Pero nada quedó claro. “Tomado” literalmente por “los federales”, la noche del miércoles el Semefo se volvió un infierno. “Mouriño era agente de la CIA” –la Agencia Central de Inteligencia estadunidense, por sus siglas en ingles-, aseguraban unos. “Lo confirmó un agente del FBI” – el Buró Federal de Investigación estadunidense, por sus siglas en ingles- consentían otros.
“Fue un accidente”, coincidían algunos; “¡un atentado!”, aseguraban los más. “El objetivo era Vasconcelos, no Mouriño”, especulaban. Y entre ese revoltijo, la tarea primordial era la de “armar” los cuerpos a como diera lugar, la consigna fue la de entregarlos a los deudos a la brevedad, pues la agenda presidencial para la mañana siguiente ya estaba planeada y nada la debía alterar.
Armados al azar, al “tín marín”, todos los pedazos de cuerpos calcinados reposaban en las planchas, mientras el torso sin vísceras de Vasconcelos, con la cabeza destrozada y puesta, esperaba sobre el piso a sus parientes; cuando llegaron, fue identificado por “algunos trabajos realizados en su dentadura”.

---*---

* _Problemas a resolver_
a - Según el texto sobre el Semefo, ¿cómo identificaron a Vasconcelos cuando llegaron sus parientes?
b - Cambia el nombre "Mouriño" por "Fulano" en el texto sobre el Semefo y copia el trozo que empieza en las palabras "Pero nada quedó" y termina después de "la debía alterar.".
Responde usando solo el texto.

* _Etiquetas de puntos de objetos_
---*---

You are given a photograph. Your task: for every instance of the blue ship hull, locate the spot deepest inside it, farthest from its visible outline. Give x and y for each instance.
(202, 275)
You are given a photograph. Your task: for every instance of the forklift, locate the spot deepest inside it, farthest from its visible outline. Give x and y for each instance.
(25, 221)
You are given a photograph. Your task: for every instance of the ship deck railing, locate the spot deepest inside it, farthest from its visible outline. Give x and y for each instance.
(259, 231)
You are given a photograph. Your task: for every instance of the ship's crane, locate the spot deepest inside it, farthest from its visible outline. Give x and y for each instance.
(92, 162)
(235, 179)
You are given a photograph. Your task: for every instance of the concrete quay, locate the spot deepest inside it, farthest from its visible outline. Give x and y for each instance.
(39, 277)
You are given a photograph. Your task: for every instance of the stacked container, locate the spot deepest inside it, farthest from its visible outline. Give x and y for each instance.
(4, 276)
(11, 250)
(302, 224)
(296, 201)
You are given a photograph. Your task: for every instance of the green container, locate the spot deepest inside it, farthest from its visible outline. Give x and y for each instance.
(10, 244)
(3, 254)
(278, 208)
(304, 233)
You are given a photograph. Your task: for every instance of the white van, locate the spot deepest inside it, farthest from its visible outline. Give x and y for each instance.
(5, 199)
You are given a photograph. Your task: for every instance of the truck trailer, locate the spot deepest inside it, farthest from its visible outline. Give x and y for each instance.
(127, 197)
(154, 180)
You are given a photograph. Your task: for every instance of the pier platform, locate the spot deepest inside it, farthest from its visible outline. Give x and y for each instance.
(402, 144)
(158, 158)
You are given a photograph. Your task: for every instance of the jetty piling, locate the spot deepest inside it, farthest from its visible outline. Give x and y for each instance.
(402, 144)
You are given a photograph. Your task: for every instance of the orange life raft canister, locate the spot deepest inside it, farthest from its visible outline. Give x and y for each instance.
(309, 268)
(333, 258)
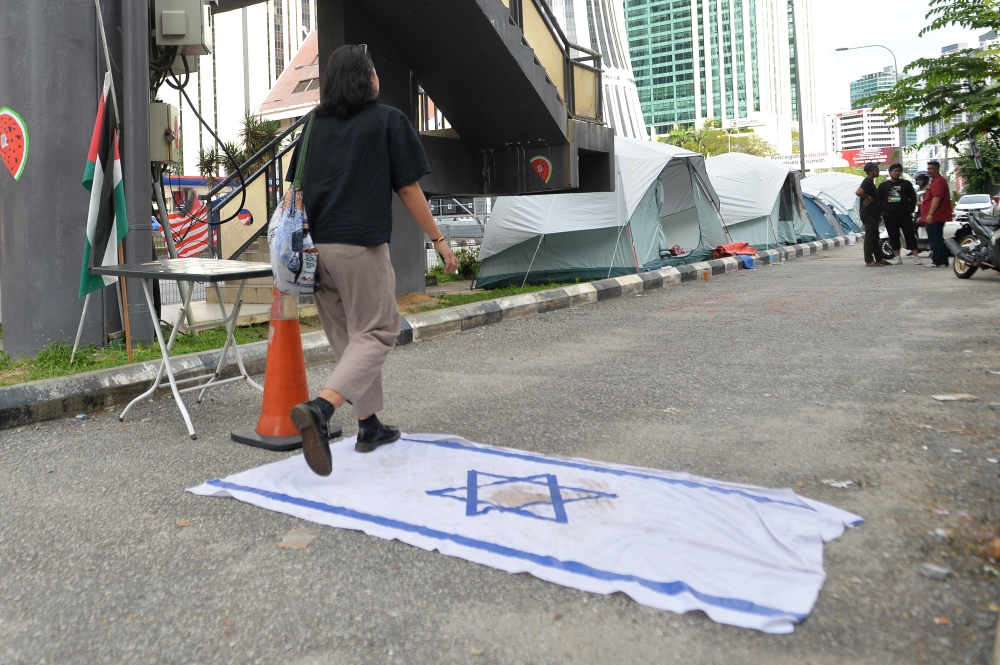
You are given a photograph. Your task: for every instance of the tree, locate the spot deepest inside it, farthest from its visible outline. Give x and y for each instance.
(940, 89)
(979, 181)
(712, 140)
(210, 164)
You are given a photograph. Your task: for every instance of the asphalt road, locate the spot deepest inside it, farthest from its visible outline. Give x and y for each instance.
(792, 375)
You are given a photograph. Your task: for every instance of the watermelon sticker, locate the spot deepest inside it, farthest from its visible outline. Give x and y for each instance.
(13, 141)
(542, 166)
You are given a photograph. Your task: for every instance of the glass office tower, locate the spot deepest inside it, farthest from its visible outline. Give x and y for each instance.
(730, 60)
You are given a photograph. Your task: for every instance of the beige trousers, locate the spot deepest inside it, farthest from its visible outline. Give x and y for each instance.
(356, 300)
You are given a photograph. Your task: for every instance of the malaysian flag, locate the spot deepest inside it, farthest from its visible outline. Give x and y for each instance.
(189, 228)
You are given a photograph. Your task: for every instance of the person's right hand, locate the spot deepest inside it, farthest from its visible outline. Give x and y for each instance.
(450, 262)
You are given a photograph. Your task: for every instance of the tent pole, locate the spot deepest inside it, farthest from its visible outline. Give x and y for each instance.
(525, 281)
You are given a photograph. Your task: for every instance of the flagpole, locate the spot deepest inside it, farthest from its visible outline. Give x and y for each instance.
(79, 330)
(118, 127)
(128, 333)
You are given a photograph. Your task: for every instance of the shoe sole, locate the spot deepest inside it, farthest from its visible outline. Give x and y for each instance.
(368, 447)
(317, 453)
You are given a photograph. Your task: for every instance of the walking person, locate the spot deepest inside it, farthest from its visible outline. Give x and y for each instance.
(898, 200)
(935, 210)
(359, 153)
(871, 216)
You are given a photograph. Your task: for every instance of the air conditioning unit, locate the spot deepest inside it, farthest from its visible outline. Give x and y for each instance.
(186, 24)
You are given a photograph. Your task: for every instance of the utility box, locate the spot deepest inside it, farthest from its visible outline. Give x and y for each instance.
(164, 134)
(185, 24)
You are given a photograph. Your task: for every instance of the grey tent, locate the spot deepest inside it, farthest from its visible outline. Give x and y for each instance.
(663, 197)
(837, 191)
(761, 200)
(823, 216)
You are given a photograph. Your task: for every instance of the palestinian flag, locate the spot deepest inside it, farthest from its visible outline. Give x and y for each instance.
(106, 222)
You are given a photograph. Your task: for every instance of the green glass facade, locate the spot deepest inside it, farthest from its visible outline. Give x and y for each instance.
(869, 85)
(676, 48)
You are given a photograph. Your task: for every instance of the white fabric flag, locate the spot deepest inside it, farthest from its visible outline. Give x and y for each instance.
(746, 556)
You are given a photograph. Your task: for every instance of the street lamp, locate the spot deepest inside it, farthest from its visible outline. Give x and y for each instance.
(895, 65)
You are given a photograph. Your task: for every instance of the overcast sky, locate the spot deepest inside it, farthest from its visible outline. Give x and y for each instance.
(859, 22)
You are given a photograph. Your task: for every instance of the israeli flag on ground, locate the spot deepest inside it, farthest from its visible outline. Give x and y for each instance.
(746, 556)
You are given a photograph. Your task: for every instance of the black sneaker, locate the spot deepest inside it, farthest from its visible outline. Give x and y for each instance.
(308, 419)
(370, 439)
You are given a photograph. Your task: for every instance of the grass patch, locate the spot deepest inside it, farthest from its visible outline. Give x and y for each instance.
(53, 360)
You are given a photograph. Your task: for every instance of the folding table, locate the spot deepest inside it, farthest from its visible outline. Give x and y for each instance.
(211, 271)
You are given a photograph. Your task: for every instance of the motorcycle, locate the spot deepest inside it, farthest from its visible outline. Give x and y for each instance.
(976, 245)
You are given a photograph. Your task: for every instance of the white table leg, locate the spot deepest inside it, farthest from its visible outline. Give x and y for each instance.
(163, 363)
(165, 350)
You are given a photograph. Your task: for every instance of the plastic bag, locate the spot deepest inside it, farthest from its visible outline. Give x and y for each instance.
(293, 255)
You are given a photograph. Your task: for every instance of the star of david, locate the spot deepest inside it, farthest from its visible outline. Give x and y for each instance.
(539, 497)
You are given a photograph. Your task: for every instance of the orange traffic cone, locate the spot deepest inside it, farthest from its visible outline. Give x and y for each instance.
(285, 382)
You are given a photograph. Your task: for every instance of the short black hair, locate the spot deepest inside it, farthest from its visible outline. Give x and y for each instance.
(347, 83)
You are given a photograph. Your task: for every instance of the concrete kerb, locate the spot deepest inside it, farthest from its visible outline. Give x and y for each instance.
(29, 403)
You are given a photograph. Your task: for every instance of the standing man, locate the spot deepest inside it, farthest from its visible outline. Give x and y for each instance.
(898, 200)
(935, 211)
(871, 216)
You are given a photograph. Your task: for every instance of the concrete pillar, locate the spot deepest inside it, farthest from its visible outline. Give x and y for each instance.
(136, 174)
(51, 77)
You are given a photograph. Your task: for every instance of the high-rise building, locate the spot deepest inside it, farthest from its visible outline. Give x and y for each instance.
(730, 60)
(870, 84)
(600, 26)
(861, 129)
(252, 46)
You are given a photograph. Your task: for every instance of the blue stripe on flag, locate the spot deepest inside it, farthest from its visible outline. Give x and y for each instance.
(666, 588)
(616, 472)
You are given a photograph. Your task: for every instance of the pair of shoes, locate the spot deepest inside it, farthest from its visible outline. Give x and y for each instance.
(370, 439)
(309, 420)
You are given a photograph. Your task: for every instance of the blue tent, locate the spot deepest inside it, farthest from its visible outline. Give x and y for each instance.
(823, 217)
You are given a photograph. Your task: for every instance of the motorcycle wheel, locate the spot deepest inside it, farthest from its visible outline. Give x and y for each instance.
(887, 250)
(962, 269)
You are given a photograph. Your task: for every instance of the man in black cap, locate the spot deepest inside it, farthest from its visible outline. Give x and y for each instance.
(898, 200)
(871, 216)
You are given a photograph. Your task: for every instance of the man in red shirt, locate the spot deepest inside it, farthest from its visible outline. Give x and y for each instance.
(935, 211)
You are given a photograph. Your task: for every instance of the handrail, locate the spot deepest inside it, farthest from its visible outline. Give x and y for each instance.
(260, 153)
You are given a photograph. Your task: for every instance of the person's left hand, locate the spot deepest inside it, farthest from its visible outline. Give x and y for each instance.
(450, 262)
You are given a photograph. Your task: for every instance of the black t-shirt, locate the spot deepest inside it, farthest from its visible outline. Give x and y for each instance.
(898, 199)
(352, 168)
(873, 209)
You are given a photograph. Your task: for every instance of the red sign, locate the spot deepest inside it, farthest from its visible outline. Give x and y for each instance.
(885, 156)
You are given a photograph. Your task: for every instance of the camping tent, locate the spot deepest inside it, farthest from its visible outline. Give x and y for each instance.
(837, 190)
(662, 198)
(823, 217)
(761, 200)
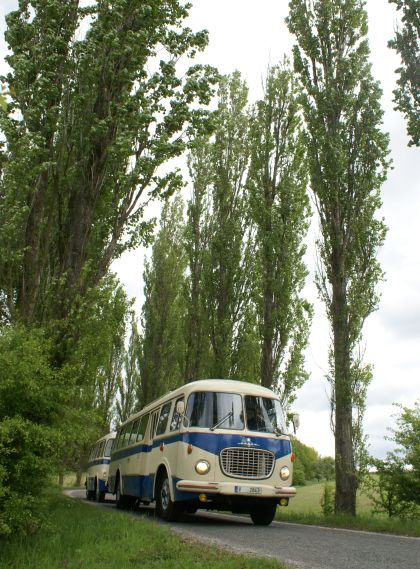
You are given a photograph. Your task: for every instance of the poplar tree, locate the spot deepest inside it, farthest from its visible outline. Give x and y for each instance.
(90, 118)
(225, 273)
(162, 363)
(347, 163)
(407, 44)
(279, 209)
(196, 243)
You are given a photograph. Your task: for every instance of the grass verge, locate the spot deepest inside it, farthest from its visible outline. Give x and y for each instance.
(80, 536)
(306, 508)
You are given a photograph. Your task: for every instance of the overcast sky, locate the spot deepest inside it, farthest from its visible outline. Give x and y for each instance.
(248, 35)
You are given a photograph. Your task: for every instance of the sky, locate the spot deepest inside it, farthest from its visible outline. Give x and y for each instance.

---*---

* _Resultados del ejercicio_
a - Por algunos trabajos realizados en su dentadura.

b -
Pero nada quedó claro. “Tomado” literalmente por “los federales”, la noche del miércoles el Semefo se volvió un infierno. “Fulano era agente de la CIA” –la Agencia Central de Inteligencia estadunidense, por sus siglas en ingles-, aseguraban unos. “Lo confirmó un agente del FBI” – el Buró Federal de Investigación estadunidense, por sus siglas en ingles- consentían otros.
“Fue un accidente”, coincidían algunos; “¡un atentado!”, aseguraban los más. “El objetivo era Vasconcelos, no Fulano”, especulaban. Y entre ese revoltijo, la tarea primordial era la de “armar” los cuerpos a como diera lugar, la consigna fue la de entregarlos a los deudos a la brevedad, pues la agenda presidencial para la mañana siguiente ya estaba planeada y nada la debía alterar.